What is required
Will you quote only the lines starting at the one that contains "Note: for every instance of the dark" and ending with the last line of the listing below, inclusive?
########
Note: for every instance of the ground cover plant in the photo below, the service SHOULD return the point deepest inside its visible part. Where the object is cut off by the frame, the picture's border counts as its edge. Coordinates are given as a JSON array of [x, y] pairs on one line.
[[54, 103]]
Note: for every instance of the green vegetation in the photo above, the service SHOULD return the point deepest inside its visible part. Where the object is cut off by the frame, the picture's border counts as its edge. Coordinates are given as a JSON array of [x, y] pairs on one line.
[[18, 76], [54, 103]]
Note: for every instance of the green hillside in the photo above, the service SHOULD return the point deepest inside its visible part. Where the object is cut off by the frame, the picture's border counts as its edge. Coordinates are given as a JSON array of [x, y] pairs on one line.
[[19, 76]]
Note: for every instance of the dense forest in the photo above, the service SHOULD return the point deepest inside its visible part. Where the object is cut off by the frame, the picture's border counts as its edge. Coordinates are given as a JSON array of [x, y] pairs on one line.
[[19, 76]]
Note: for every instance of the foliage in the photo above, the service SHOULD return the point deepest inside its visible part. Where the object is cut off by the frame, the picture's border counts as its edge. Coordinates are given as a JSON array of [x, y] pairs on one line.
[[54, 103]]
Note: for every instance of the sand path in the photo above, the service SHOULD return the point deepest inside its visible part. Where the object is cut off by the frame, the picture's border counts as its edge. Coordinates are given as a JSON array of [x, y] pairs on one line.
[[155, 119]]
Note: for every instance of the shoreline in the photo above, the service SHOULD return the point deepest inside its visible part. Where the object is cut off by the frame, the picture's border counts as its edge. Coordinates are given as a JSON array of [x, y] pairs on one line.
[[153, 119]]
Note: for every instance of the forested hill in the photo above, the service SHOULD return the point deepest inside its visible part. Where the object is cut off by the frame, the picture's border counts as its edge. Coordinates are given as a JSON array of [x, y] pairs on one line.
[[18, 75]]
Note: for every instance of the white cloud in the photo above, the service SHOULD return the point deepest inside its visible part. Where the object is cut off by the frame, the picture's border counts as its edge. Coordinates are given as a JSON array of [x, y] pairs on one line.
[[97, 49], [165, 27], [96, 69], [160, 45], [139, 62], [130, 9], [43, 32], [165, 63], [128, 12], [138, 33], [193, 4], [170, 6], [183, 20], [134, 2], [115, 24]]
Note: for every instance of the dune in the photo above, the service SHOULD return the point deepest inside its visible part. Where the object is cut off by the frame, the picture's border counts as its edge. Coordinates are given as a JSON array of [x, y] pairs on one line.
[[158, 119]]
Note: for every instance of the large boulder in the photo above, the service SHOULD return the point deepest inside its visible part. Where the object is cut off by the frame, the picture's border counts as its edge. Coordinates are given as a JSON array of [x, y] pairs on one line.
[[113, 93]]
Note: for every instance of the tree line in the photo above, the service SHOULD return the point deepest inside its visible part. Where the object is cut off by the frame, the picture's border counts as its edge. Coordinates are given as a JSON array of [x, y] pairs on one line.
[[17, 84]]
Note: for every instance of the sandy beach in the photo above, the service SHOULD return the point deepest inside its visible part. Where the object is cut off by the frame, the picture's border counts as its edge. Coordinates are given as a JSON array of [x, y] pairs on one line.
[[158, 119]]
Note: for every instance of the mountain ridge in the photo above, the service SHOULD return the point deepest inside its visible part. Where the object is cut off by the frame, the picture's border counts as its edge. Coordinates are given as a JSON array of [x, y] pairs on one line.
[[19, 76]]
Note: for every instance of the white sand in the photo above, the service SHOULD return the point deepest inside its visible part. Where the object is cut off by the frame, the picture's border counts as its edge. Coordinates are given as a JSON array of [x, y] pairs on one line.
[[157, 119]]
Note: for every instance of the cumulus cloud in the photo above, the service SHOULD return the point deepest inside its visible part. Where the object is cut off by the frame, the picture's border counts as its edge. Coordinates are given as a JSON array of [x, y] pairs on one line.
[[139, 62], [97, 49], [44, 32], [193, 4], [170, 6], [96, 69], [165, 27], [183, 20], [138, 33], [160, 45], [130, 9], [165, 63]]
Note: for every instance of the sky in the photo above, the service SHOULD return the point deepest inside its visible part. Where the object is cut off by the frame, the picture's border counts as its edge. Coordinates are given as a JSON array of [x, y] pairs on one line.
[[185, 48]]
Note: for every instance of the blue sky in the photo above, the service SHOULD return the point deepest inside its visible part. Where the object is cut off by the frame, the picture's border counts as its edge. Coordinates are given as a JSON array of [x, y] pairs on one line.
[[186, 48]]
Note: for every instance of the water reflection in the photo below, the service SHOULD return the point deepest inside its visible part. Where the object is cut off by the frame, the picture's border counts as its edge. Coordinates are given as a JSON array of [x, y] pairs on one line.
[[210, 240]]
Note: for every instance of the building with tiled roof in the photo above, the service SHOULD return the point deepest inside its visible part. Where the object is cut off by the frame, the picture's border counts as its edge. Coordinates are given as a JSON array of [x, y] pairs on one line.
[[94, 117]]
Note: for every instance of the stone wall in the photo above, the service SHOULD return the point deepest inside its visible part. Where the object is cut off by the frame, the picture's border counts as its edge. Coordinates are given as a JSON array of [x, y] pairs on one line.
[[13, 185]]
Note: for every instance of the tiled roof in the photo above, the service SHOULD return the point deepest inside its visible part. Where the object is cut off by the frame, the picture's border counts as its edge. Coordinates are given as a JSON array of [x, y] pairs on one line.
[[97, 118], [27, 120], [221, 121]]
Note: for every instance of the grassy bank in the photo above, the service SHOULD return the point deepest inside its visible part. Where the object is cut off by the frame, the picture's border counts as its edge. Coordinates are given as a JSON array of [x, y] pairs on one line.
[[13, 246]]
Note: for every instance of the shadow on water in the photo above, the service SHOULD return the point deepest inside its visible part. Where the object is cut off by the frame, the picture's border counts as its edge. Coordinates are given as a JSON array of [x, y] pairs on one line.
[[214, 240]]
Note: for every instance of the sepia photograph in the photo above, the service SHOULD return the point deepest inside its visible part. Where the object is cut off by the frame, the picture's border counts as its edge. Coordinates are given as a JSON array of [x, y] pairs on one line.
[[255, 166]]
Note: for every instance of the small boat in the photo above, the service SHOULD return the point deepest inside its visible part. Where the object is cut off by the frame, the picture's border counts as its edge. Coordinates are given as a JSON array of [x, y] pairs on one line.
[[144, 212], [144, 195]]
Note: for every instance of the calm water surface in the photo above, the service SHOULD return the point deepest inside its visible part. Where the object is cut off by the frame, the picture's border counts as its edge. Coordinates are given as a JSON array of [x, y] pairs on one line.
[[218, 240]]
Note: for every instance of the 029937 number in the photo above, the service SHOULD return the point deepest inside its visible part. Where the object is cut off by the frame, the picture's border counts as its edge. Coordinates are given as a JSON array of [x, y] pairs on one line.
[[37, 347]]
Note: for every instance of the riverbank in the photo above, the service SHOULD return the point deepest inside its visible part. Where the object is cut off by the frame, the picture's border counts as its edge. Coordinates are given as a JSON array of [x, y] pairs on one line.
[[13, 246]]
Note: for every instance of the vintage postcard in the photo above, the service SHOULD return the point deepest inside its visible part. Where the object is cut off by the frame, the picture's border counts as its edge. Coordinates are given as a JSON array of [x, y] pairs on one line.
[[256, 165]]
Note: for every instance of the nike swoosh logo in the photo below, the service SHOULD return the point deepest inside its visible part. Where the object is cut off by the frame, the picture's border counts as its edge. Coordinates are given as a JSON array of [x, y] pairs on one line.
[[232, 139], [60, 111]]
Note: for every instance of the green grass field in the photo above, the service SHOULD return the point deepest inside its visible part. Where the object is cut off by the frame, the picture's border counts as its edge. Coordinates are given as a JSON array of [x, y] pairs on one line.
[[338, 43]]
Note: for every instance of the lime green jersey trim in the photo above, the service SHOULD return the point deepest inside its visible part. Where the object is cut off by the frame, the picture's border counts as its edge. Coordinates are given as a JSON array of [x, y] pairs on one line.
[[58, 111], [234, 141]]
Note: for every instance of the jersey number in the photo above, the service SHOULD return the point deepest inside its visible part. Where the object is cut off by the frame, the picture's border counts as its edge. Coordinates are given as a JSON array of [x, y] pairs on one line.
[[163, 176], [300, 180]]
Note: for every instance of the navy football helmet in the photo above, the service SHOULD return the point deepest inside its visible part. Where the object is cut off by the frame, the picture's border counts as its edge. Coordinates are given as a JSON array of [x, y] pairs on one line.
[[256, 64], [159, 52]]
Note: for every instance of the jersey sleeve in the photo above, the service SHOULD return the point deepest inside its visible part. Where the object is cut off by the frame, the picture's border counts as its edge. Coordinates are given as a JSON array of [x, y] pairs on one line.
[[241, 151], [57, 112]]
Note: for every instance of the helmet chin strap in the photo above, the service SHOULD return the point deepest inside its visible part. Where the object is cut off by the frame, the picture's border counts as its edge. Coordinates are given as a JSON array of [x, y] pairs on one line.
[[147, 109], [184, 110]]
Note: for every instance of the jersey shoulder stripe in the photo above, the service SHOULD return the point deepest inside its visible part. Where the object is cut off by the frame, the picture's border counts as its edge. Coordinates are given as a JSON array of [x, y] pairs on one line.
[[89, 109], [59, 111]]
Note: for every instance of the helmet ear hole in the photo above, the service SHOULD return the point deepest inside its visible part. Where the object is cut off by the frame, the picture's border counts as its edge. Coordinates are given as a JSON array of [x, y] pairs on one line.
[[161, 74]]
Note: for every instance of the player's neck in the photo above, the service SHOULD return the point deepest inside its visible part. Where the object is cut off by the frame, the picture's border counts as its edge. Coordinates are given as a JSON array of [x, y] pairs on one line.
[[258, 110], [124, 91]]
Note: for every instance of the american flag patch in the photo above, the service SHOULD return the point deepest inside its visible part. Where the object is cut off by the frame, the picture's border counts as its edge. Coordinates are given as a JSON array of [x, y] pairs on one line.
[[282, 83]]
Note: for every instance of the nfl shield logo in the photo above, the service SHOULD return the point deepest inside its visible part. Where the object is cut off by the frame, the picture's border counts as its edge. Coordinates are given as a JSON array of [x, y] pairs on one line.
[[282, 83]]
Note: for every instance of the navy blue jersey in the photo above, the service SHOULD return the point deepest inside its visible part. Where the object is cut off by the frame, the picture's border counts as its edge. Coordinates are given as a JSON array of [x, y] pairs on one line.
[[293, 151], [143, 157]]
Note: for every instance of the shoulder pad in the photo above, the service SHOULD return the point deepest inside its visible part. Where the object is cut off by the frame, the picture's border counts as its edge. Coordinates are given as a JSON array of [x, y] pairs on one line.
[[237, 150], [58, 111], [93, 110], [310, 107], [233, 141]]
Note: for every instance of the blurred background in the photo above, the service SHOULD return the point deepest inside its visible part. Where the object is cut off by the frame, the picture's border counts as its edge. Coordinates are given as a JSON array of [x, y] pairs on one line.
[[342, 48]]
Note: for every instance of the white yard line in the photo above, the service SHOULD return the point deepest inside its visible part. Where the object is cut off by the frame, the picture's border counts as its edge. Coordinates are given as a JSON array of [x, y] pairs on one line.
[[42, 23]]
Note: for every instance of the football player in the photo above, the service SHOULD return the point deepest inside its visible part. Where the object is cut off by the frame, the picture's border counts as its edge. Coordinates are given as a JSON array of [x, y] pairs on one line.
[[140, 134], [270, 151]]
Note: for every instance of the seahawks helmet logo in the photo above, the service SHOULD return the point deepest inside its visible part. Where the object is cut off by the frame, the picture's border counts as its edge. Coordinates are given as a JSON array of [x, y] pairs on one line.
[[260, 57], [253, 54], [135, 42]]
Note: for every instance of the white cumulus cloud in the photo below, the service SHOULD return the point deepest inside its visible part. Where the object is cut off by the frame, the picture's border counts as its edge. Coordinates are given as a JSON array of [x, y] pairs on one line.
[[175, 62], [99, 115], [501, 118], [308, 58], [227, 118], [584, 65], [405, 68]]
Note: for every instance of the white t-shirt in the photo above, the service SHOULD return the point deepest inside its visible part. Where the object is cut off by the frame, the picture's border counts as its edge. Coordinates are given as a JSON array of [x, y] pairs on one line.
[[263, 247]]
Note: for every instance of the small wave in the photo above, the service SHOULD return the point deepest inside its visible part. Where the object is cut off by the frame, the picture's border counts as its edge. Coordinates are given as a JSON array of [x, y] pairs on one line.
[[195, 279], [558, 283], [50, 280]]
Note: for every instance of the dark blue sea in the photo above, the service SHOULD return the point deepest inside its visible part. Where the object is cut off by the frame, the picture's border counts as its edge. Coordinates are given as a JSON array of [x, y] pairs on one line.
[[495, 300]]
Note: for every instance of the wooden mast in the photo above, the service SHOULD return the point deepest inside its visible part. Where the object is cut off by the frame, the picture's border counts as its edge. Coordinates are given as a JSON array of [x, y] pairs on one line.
########
Task solution
Note: for every instance of the dark blue sea in the photo above, the service SHOULD return the point deepest inside its visible part. Where the object is cut off by the frame, the picture's border counts as its edge. Coordinates are given as a JSON array of [x, y] pairs on one line.
[[495, 300]]
Note: for every instance of the wooden mast in the photo above, the service SHOULD return the point deepest inside its visible part. Where the object is cut off by the frame, the picture's border counts as its edge. Coordinates are given as a JSON array of [x, y] pairs on one line.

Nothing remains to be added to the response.